**The request:** Put the entries between the lines holding "Which region of the photo contains the window?" and "(10, 28), (226, 99)", inclusive, into a numbered list, leaving out blank lines.
····················
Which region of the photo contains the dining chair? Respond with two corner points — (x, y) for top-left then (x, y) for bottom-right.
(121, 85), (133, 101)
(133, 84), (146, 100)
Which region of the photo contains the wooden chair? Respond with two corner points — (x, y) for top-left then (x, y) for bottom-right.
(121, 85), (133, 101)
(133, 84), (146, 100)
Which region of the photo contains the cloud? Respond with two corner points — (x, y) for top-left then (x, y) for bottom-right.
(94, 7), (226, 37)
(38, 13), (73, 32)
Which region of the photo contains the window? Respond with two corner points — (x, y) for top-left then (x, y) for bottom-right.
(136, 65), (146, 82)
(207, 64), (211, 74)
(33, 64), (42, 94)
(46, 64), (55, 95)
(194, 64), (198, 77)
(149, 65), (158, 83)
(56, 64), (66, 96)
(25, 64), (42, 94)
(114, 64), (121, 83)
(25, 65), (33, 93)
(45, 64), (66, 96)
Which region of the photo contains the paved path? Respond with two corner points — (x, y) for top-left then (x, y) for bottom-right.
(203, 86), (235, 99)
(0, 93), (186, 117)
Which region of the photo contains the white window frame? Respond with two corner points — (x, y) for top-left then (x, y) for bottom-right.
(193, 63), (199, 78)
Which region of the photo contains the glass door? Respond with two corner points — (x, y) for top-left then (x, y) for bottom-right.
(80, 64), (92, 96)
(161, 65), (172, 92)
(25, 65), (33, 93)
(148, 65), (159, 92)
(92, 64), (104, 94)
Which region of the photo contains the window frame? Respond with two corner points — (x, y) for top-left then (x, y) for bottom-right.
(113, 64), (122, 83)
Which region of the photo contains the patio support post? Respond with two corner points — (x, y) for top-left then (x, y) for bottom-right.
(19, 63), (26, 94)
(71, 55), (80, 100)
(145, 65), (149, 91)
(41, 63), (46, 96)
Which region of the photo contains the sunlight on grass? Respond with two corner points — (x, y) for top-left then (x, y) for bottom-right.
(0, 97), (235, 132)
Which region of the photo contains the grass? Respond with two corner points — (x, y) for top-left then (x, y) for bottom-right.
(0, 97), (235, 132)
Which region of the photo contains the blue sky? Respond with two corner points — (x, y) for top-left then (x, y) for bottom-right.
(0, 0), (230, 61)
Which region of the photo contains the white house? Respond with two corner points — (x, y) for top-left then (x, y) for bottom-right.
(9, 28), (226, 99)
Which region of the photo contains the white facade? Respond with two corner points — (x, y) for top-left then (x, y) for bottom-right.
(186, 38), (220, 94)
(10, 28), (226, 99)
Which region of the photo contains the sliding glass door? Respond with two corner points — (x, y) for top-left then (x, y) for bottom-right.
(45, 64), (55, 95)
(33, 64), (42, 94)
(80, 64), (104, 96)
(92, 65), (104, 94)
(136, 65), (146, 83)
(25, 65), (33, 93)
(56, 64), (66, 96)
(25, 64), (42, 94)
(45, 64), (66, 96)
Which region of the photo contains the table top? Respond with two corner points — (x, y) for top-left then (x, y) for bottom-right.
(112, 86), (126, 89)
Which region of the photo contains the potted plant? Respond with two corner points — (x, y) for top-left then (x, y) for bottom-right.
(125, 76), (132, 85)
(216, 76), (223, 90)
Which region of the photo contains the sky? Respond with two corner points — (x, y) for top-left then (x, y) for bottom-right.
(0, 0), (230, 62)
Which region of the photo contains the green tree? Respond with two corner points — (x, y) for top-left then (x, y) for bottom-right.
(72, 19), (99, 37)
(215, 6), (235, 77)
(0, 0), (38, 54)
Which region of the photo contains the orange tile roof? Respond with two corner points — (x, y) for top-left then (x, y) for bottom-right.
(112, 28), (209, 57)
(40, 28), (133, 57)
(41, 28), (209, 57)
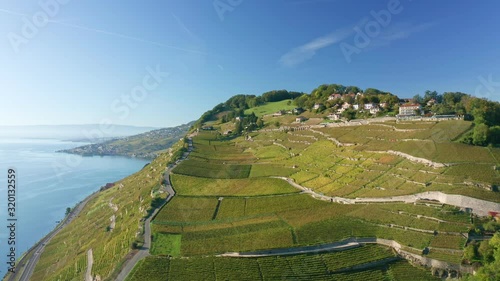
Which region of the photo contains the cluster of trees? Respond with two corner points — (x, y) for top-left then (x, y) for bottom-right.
(294, 84), (399, 116)
(195, 90), (305, 127)
(464, 232), (500, 280)
(413, 91), (500, 146)
(235, 112), (264, 134)
(195, 84), (500, 146)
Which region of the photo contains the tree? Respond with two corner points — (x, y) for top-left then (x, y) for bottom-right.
(470, 232), (500, 280)
(488, 126), (500, 144)
(472, 124), (488, 145)
(257, 119), (264, 128)
(413, 94), (424, 104)
(477, 240), (494, 263)
(236, 121), (243, 134)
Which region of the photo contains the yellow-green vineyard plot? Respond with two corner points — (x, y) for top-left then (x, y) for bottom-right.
(249, 164), (297, 178)
(154, 195), (218, 222)
(171, 173), (298, 196)
(181, 221), (294, 256)
(348, 204), (472, 233)
(295, 216), (434, 249)
(173, 159), (252, 179)
(31, 151), (175, 281)
(127, 245), (439, 281)
(150, 232), (182, 257)
(445, 163), (500, 185)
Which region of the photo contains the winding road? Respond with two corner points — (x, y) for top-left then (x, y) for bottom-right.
(115, 135), (193, 281)
(272, 177), (500, 216)
(7, 193), (97, 281)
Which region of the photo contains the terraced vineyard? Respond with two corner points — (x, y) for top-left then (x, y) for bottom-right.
(127, 245), (439, 281)
(138, 117), (500, 280)
(29, 101), (500, 280)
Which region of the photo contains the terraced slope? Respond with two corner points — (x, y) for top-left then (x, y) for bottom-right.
(141, 121), (500, 280)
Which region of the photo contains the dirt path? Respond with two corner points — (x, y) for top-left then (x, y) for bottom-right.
(85, 249), (94, 281)
(273, 177), (500, 216)
(115, 134), (194, 281)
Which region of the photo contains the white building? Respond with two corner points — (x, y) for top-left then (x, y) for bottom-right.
(364, 103), (376, 110)
(328, 113), (341, 121)
(399, 104), (422, 115)
(370, 107), (380, 114)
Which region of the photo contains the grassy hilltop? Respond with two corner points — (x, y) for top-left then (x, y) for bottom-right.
(24, 86), (500, 281)
(59, 122), (192, 159)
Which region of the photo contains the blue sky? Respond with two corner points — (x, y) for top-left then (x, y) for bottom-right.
(0, 0), (500, 127)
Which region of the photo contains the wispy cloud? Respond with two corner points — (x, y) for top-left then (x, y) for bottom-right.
(279, 29), (352, 67)
(371, 22), (436, 47)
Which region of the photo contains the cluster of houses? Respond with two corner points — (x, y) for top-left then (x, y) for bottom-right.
(272, 107), (304, 117)
(272, 93), (454, 122)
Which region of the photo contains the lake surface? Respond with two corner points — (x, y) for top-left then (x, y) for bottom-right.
(0, 139), (149, 276)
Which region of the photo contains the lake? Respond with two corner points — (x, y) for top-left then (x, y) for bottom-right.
(0, 139), (149, 276)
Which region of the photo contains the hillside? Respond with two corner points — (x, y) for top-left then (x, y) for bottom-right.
(58, 122), (193, 159)
(19, 87), (500, 281)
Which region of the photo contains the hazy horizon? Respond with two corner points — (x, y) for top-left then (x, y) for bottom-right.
(0, 0), (500, 127)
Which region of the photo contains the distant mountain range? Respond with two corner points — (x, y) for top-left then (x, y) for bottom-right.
(58, 121), (194, 159)
(0, 124), (158, 140)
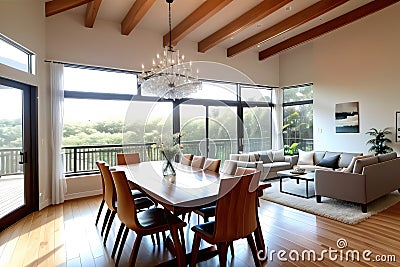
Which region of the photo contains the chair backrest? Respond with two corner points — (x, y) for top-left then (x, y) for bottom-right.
(181, 154), (193, 166)
(117, 153), (140, 165)
(96, 161), (106, 199)
(191, 156), (206, 169)
(235, 167), (257, 176)
(97, 161), (117, 210)
(213, 171), (260, 242)
(112, 171), (141, 231)
(203, 159), (221, 172)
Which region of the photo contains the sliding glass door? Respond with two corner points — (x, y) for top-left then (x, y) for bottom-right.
(0, 77), (38, 231)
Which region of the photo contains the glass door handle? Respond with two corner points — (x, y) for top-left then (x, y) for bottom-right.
(18, 151), (26, 164)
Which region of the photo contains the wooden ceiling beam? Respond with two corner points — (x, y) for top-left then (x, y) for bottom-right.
(198, 0), (292, 53)
(121, 0), (156, 35)
(258, 0), (400, 60)
(227, 0), (349, 57)
(163, 0), (233, 46)
(85, 0), (102, 28)
(45, 0), (93, 17)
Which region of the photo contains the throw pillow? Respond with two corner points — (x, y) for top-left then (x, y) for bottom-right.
(272, 148), (285, 162)
(343, 155), (372, 173)
(258, 150), (273, 163)
(378, 152), (397, 162)
(353, 157), (378, 174)
(297, 149), (314, 165)
(317, 155), (340, 169)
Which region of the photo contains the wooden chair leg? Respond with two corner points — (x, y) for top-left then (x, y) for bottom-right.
(179, 228), (186, 254)
(171, 228), (186, 266)
(155, 233), (160, 246)
(217, 242), (228, 267)
(129, 234), (143, 266)
(95, 199), (105, 226)
(247, 234), (262, 267)
(229, 241), (235, 258)
(111, 223), (125, 259)
(103, 211), (117, 246)
(101, 209), (111, 236)
(190, 234), (201, 267)
(115, 227), (129, 266)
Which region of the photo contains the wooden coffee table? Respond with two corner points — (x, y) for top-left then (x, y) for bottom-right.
(277, 170), (315, 198)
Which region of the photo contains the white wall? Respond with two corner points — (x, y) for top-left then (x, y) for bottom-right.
(0, 0), (51, 211)
(279, 3), (400, 153)
(46, 12), (279, 86)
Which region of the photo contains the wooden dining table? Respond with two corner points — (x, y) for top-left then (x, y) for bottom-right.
(114, 161), (270, 265)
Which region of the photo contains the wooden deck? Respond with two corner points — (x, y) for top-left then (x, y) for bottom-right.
(0, 175), (25, 218)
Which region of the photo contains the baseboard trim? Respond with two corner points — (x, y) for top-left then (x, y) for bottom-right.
(39, 199), (51, 210)
(64, 189), (103, 200)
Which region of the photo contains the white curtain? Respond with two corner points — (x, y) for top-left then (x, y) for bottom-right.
(272, 88), (283, 149)
(50, 63), (67, 204)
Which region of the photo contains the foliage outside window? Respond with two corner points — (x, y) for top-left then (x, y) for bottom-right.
(63, 64), (271, 173)
(282, 84), (313, 154)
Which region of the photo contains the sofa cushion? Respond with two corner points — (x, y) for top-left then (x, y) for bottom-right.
(317, 155), (340, 169)
(271, 148), (285, 162)
(339, 152), (362, 168)
(353, 157), (378, 174)
(239, 154), (249, 161)
(342, 155), (373, 173)
(314, 151), (326, 164)
(237, 161), (257, 168)
(297, 149), (314, 165)
(263, 161), (290, 173)
(378, 152), (397, 162)
(258, 150), (273, 163)
(229, 154), (241, 160)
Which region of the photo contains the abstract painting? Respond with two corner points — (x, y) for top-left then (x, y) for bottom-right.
(335, 102), (360, 133)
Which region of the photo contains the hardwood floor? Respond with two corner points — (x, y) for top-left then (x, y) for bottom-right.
(0, 197), (400, 267)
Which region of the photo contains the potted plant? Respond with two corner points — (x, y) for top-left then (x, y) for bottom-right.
(366, 128), (393, 156)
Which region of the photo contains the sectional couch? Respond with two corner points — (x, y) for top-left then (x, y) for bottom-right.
(315, 152), (400, 212)
(221, 149), (297, 181)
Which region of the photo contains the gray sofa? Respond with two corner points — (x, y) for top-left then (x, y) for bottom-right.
(315, 152), (400, 212)
(296, 151), (362, 172)
(221, 149), (297, 181)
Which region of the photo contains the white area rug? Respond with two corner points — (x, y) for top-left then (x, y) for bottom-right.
(261, 179), (400, 224)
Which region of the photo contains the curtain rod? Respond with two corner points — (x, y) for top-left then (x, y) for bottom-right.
(44, 59), (279, 89)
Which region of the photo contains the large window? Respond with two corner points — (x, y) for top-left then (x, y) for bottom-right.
(63, 64), (271, 174)
(0, 34), (36, 74)
(282, 84), (313, 154)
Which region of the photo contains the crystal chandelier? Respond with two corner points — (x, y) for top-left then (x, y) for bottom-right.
(138, 0), (202, 100)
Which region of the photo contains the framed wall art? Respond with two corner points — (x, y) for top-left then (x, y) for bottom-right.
(335, 102), (360, 133)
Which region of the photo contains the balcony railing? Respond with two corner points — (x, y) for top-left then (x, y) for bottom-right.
(0, 138), (270, 176)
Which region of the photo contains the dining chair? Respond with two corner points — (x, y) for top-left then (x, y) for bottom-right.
(117, 153), (140, 165)
(181, 154), (194, 166)
(112, 171), (186, 266)
(96, 161), (154, 249)
(191, 156), (206, 169)
(188, 158), (221, 222)
(190, 171), (261, 266)
(203, 158), (221, 172)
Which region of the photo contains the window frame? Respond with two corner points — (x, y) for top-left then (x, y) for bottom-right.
(0, 33), (36, 75)
(62, 62), (277, 177)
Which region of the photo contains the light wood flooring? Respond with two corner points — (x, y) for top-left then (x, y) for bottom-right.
(0, 197), (400, 267)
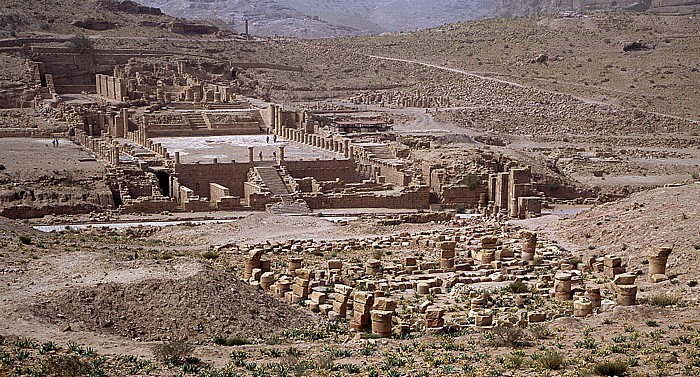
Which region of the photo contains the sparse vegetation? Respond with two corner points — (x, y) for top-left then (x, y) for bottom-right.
(153, 340), (194, 365)
(593, 360), (628, 376)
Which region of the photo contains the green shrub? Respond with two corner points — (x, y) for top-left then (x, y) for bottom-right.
(593, 360), (628, 376)
(37, 355), (104, 376)
(153, 340), (194, 365)
(484, 326), (530, 348)
(537, 350), (564, 370)
(214, 336), (253, 347)
(202, 251), (219, 259)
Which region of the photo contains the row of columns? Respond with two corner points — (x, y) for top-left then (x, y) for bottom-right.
(278, 127), (354, 158)
(246, 145), (284, 164)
····················
**Result below:**
1. Which region of the photo contains the window? Respond with two corner points — (x, y) for top-left then (x, y) for bottom-right.
2. (136, 65), (146, 82)
3. (207, 64), (211, 74)
4. (33, 64), (42, 94)
5. (46, 64), (55, 95)
6. (194, 64), (198, 77)
7. (149, 65), (158, 83)
8. (56, 64), (66, 96)
9. (25, 64), (42, 94)
10. (114, 64), (121, 83)
11. (25, 65), (33, 93)
12. (45, 64), (66, 96)
13. Which region of the photo contains the paved path? Respond with two corner points — (x, y) for top-left then (x, y) for bottom-right.
14. (203, 86), (235, 99)
15. (0, 93), (186, 117)
16. Which region of the photo contains the white window frame? Respond with two corner points — (x, y) for top-left then (x, y) for bottom-right.
17. (193, 63), (199, 78)
18. Which region of the photo contains the glass door? Respond with two corner points — (x, y) for top-left then (x, y) for bottom-right.
19. (80, 64), (92, 96)
20. (161, 65), (172, 92)
21. (25, 65), (33, 93)
22. (148, 65), (159, 92)
23. (92, 64), (104, 94)
24. Which region of the photo contains the window frame? Respond with two corner points — (x, y) for top-left then (x, y) for bottom-right.
25. (113, 64), (122, 83)
26. Which region of the photo contains the patio support post? Respond with two corner points — (x, y) for top-left then (x, y) for bottom-right.
27. (19, 63), (26, 94)
28. (71, 55), (80, 100)
29. (145, 65), (149, 91)
30. (41, 63), (46, 96)
31. Which region of the photo contains the sunlight on grass? Respond with two corner points — (x, y) for top-left then (x, y) for bottom-right.
32. (0, 97), (235, 132)
33. Which region of the photo contains the grass? Respond with two corner points — (x, y) for top-left then (x, y) for bottom-right.
34. (0, 97), (235, 132)
35. Which region of the photo contains the blue sky? Respond with two corner points — (x, y) for top-left then (x, y) for bottom-right.
36. (0, 0), (230, 61)
37. Which region of the photo contains the white house? Respond with two corner points — (x, y) for top-left then (x, y) for bottom-right.
38. (9, 28), (226, 99)
39. Which region of the photo contains the white facade? Respond with two corner points — (x, y) for top-left then (x, y) for bottom-right.
40. (186, 38), (220, 94)
41. (10, 28), (226, 99)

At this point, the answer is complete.